■ **FRAGMENTO FACILITADO**
Los anónimos responsables

Ya antes del 11-S, los islamistas habían catado la blandura de las carnes del mundo democrático: durante veinte años, sus atentados y ataques fueron colando sin topar hueso.

Los terroristas islámicos que actúan en Irak, como hubieran hecho cualesquiera otros en las mismas circunstancias, han sacado las consecuencias que eran de temer. Dado que el impacto de sus asesinatos y secuestros ha conducido a algunos gobiernos a capitular -el primero, el gobierno de España, lo adornen como lo adornen- han seguido apuntando al talón sensible de la opinión pública. Ello ha abierto una gran ventana de vulnerabilidad de la que son responsables, ante todo, los dirigentes políticos, que con su demagogia y sus ambigüedades, han dado pie a que los grupos terroristas puedan siquiera pensar que degollando a ciudadanos de países democráticos lograrán avanzar hacia sus objetivos, sean éstos la retirada de tropas de Irak o la derogación de una ley en Francia.
 
Ya antes del 11-S, los islamistas habían catado la blandura de las carnes del mundo democrático: durante veinte años, sus atentados y ataques fueron colando sin topar hueso. Un misil sobre la arena del desierto y poco más recibieron de respuesta. El resultado de esta inacción fue su envalentonamiento. A la ceguera, los errores y el oportunismo político de los líderes de las democracias hay que endosarles esa cuenta. Pero desde la guerra de Irak, han aparecido otros que también llevan su carga de responsabilidad por los secuestros y asesinatos de que son víctimas los civiles extranjeros que allí se encuentran: son las personas que ante un hecho así, presionan a los gobiernos para que cedan al chantaje.

■ **DATOS PROPORCIONADOS**

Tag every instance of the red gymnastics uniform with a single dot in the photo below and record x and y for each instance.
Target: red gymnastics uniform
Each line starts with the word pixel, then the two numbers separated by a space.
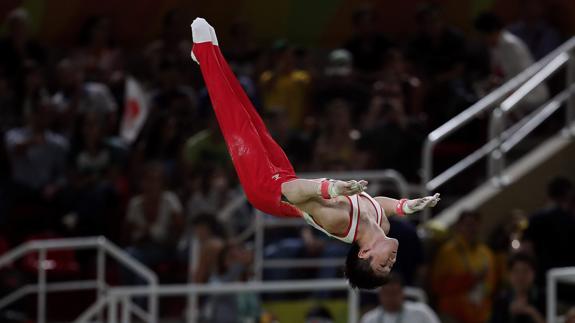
pixel 261 164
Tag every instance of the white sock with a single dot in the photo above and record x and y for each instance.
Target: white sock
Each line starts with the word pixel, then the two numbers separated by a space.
pixel 201 31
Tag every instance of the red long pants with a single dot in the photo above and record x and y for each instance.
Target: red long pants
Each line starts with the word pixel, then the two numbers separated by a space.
pixel 261 164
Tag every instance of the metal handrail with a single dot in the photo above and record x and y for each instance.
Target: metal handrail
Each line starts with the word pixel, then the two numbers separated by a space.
pixel 555 275
pixel 511 137
pixel 100 243
pixel 122 295
pixel 525 81
pixel 499 115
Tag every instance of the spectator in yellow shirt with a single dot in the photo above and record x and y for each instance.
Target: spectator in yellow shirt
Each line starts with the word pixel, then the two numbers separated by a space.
pixel 285 88
pixel 463 274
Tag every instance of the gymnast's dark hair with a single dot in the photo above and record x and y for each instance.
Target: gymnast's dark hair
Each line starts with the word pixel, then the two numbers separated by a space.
pixel 488 22
pixel 359 272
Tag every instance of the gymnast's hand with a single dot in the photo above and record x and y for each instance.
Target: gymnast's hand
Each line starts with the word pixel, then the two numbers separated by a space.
pixel 419 204
pixel 347 188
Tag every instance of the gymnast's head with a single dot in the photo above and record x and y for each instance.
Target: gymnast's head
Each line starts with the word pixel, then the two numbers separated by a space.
pixel 368 266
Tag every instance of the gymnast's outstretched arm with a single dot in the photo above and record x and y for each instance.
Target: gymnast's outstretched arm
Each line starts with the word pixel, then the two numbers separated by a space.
pixel 301 190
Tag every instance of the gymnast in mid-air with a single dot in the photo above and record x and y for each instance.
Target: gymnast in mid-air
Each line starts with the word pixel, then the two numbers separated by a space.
pixel 340 209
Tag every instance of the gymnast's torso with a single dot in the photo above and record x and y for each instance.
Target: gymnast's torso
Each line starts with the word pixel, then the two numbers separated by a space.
pixel 341 217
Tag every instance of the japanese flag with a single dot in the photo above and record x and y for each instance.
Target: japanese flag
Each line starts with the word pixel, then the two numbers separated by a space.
pixel 136 110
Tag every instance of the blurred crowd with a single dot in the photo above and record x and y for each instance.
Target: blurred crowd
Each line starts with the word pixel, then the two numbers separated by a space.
pixel 65 170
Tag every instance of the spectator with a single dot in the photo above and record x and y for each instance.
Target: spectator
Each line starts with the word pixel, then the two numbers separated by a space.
pixel 336 146
pixel 234 264
pixel 173 97
pixel 439 54
pixel 211 192
pixel 410 261
pixel 17 47
pixel 173 44
pixel 341 80
pixel 551 229
pixel 298 145
pixel 154 220
pixel 570 316
pixel 463 273
pixel 509 55
pixel 207 147
pixel 211 236
pixel 397 85
pixel 367 44
pixel 394 308
pixel 286 88
pixel 385 134
pixel 242 51
pixel 319 314
pixel 163 143
pixel 437 50
pixel 75 96
pixel 94 163
pixel 37 158
pixel 506 239
pixel 97 55
pixel 522 302
pixel 308 244
pixel 539 36
pixel 10 112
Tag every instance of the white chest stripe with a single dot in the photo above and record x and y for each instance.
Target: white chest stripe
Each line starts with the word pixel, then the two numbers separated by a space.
pixel 350 236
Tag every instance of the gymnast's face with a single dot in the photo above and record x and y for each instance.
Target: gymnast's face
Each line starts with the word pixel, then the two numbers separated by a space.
pixel 383 253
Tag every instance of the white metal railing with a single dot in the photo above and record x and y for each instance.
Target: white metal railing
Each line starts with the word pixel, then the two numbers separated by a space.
pixel 103 247
pixel 120 305
pixel 263 221
pixel 555 276
pixel 501 139
pixel 119 299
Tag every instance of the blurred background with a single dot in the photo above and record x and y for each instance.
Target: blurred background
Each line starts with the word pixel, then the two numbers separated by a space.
pixel 107 131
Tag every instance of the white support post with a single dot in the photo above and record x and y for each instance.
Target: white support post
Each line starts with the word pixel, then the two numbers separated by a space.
pixel 352 306
pixel 100 276
pixel 153 304
pixel 126 309
pixel 259 246
pixel 112 310
pixel 41 315
pixel 496 159
pixel 570 109
pixel 551 298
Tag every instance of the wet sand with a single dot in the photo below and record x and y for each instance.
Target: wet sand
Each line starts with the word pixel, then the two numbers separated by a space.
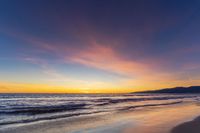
pixel 150 120
pixel 188 127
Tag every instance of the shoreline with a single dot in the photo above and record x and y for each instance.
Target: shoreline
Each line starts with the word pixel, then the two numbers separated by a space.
pixel 149 120
pixel 188 127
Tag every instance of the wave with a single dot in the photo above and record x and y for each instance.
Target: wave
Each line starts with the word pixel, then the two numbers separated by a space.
pixel 116 101
pixel 44 109
pixel 148 105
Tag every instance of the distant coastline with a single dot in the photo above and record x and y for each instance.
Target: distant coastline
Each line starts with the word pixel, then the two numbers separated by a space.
pixel 179 90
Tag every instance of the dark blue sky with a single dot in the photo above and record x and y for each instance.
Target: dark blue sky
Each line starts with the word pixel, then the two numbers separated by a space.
pixel 107 43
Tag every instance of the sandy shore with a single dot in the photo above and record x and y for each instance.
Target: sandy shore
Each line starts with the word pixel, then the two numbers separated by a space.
pixel 188 127
pixel 150 120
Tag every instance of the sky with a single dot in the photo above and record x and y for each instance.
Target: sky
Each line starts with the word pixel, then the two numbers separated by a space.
pixel 98 46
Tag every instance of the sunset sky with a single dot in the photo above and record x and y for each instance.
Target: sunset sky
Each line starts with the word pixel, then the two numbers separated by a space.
pixel 98 46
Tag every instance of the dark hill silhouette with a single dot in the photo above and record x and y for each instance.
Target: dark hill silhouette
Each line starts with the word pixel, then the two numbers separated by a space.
pixel 191 89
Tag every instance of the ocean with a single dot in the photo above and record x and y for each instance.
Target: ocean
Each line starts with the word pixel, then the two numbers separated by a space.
pixel 27 108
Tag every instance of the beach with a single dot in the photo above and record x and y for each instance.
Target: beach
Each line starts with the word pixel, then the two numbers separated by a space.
pixel 148 120
pixel 188 127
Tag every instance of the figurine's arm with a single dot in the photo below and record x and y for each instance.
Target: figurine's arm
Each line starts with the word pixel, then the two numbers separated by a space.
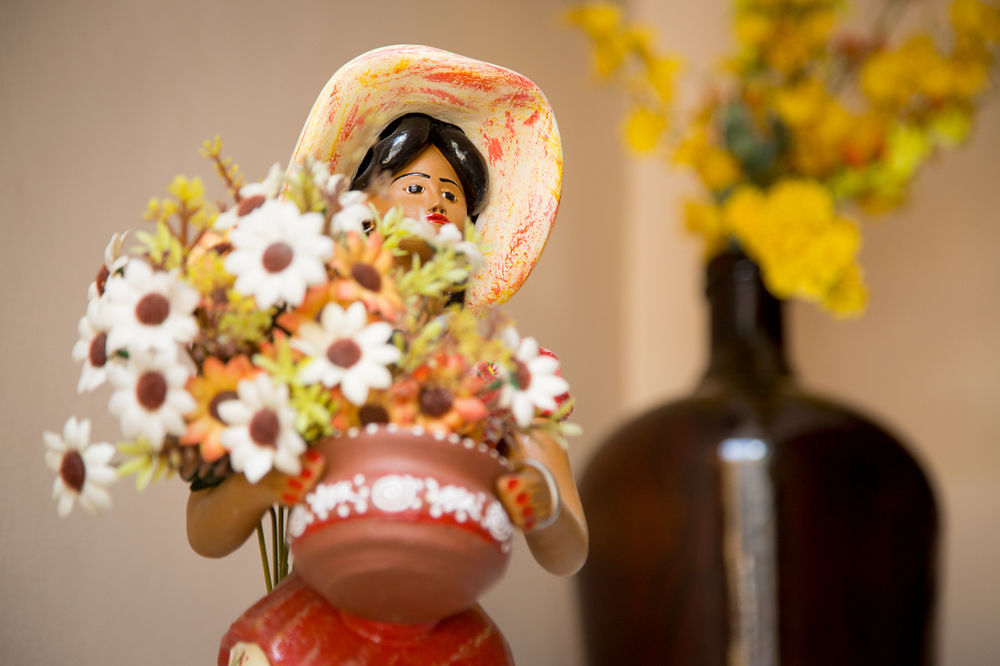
pixel 558 542
pixel 221 518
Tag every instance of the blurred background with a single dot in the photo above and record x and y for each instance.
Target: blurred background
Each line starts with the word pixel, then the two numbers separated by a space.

■ **TAREA BREVE**
Actualiza el texto sobre el terrorismo islamista entre "Los terroristas islámicos" y "ley en Francia.", ambos incluidos, cambiando "ciudadanos" por "civiles". No hace falta recurrir al material.

■ **RESULTADO**
Los terroristas islámicos que actúan en Irak, como hubieran hecho cualesquiera otros en las mismas circunstancias, han sacado las consecuencias que eran de temer. Dado que el impacto de sus asesinatos y secuestros ha conducido a algunos gobiernos a capitular -el primero, el gobierno de España, lo adornen como lo adornen- han seguido apuntando al talón sensible de la opinión pública. Ello ha abierto una gran ventana de vulnerabilidad de la que son responsables, ante todo, los dirigentes políticos, que con su demagogia y sus ambigüedades, han dado pie a que los grupos terroristas puedan siquiera pensar que degollando a civiles de países democráticos lograrán avanzar hacia sus objetivos, sean éstos la retirada de tropas de Irak o la derogación de una ley en Francia.